* [MATERIAL FOR THIS EXERCISE]

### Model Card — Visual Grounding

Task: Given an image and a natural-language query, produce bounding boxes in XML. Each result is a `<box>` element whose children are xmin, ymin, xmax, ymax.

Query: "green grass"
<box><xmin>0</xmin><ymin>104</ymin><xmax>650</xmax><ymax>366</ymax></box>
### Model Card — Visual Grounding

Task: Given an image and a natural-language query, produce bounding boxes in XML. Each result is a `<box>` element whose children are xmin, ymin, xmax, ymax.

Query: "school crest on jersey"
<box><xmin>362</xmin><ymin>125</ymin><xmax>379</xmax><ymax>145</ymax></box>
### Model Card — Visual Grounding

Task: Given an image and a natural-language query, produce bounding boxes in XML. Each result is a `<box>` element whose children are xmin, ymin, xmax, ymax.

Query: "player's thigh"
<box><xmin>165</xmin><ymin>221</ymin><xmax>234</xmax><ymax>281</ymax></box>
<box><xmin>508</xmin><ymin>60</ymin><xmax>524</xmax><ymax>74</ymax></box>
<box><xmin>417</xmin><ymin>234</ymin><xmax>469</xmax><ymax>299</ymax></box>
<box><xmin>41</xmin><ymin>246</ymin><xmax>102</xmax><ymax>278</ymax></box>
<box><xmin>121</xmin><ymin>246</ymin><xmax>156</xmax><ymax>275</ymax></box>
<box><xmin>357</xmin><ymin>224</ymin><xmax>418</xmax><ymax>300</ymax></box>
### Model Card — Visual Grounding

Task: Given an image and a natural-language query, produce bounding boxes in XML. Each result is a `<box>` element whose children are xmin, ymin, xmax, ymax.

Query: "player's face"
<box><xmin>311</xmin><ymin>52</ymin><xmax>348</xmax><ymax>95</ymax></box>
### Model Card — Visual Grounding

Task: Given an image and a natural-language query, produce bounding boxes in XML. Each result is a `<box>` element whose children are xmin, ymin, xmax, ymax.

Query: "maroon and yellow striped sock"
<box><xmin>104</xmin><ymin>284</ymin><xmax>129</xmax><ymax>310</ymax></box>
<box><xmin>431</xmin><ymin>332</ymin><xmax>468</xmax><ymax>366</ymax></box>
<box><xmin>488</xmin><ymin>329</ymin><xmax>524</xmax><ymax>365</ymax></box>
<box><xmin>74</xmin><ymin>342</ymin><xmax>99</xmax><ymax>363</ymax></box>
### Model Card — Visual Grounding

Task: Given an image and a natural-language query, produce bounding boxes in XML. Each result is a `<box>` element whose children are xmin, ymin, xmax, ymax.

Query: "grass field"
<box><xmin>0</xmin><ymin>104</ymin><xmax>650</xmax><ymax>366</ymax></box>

* [EXERCISE] Count the lines in the entries above that contain the word "grass". Reply with the number only.

* [FULL ANSWER] 2